*** Opening of Supplied data ***

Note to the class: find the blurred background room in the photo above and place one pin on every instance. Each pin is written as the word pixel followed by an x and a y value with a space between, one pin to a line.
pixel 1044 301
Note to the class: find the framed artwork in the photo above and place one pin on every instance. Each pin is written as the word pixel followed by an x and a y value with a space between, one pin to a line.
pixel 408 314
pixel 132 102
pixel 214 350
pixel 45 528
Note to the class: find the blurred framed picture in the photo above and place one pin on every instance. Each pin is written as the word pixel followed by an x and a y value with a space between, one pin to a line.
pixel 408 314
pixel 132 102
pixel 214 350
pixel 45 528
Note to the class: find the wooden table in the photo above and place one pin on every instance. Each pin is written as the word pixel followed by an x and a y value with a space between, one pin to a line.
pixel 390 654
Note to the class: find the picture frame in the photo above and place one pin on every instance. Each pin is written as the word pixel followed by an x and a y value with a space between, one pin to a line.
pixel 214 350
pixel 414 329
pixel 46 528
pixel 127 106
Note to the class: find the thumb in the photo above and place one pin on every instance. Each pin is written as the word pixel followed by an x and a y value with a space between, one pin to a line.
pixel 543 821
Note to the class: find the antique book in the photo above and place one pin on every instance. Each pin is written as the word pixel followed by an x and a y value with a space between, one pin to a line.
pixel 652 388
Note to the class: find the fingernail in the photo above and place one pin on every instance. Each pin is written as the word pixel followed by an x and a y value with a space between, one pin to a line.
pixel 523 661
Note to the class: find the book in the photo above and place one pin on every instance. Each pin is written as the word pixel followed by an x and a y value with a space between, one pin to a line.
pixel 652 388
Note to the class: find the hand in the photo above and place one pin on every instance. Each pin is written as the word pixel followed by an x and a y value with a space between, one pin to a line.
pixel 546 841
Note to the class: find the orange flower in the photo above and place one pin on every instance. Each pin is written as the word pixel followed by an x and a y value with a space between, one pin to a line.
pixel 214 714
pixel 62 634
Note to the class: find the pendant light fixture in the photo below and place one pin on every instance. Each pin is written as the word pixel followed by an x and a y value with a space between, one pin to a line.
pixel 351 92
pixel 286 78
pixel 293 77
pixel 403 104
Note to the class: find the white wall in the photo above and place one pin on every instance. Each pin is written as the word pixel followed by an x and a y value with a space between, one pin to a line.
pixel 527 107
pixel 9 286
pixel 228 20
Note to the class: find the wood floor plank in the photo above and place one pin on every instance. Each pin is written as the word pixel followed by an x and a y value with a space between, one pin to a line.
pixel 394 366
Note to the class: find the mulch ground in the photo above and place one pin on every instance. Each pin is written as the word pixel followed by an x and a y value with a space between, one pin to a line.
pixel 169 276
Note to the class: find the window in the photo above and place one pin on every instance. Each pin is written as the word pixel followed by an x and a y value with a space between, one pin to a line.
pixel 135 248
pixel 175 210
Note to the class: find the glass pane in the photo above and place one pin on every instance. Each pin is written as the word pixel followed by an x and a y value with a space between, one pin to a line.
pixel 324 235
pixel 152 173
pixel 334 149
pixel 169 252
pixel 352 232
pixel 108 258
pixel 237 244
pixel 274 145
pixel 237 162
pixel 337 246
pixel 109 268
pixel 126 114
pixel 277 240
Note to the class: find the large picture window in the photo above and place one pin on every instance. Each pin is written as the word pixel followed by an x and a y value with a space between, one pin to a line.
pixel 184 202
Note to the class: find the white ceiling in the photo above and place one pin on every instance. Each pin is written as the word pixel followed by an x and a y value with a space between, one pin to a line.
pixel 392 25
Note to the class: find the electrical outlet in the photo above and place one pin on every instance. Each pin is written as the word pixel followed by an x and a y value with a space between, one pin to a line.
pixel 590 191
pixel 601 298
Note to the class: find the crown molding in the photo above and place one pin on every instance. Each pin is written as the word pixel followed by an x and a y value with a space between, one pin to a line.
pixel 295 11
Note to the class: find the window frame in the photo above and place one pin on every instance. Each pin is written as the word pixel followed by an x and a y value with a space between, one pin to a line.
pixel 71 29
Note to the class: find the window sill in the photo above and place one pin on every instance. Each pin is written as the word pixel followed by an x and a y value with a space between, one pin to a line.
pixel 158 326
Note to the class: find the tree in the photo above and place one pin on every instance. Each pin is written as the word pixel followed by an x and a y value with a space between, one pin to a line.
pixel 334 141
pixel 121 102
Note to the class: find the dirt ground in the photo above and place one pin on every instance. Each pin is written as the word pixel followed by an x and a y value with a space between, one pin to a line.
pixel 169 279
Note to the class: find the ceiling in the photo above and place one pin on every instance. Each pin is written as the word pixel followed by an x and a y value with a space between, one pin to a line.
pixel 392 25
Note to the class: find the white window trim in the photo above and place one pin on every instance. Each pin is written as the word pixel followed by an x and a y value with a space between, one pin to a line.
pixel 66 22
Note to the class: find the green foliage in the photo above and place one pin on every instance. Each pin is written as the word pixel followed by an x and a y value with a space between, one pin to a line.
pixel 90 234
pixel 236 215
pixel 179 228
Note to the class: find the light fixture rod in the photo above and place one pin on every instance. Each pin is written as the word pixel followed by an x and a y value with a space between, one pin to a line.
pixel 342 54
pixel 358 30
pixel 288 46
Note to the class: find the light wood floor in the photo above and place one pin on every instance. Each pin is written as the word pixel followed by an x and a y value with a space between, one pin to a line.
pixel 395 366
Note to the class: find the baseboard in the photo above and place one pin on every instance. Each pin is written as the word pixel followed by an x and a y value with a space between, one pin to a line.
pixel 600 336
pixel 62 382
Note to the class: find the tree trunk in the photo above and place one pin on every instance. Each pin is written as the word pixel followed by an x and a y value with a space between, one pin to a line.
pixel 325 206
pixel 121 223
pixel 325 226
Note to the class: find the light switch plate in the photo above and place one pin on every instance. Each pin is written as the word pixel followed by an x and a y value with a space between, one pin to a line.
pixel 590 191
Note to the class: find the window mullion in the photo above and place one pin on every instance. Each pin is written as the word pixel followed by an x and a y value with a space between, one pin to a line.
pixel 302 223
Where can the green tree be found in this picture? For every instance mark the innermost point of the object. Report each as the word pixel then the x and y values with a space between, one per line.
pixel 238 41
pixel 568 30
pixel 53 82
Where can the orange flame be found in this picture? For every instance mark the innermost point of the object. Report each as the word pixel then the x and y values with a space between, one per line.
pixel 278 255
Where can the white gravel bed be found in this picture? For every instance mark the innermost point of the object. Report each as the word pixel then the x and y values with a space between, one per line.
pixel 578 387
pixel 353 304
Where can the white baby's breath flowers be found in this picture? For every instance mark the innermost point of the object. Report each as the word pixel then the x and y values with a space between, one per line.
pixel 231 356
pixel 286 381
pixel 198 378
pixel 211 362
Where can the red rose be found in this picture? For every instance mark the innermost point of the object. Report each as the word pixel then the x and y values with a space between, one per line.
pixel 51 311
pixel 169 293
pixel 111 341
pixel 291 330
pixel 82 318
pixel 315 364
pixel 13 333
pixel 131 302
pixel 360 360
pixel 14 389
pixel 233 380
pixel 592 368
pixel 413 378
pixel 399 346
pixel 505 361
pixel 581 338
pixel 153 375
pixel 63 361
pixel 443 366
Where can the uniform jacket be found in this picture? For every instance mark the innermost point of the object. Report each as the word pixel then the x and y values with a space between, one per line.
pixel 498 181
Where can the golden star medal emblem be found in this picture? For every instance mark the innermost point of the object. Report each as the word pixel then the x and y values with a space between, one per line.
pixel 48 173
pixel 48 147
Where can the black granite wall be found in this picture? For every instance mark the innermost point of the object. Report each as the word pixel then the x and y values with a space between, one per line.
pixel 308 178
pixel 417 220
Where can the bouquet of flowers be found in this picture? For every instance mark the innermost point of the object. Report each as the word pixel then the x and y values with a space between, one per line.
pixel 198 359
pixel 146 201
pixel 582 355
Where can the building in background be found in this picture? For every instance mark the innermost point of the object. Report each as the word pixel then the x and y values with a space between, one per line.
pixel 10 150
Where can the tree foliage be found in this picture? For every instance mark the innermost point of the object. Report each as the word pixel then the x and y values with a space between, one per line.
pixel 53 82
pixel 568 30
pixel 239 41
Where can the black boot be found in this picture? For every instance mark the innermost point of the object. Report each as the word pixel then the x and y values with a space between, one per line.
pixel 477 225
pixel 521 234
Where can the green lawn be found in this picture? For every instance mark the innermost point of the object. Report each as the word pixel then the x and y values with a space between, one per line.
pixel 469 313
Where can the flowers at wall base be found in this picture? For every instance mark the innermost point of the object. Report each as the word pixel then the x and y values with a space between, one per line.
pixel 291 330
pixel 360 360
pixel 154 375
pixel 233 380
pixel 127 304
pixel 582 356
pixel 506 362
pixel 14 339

*** Close of Supplied data ***

Exercise description
This exercise calls for the line containing "Where can the tree" and each line after it in the records, copied exactly.

Answer box
Where can the tree foliage be found in this picture? For every instance mark the innermost point of the object. Report each as the word pixel then the x and y values with a space between, one per line.
pixel 53 82
pixel 568 30
pixel 239 41
Where can the black boot be found in this picture? For every instance mark the innermost point of the object. Report each as the word pixel then the x and y values with a space between, one per line.
pixel 477 225
pixel 521 234
Where can the green lawn be found in this picture? For every instance mark the innermost point of the object. Report each as the word pixel then the x and y values with a space between, one per line.
pixel 469 313
Where can the flowers at wall base be found in this picture? For every instance mark the innermost point of the object. Report each as the word pixel then the x and y values with a space between, one per line.
pixel 291 330
pixel 360 360
pixel 154 375
pixel 233 380
pixel 127 304
pixel 582 356
pixel 506 362
pixel 14 339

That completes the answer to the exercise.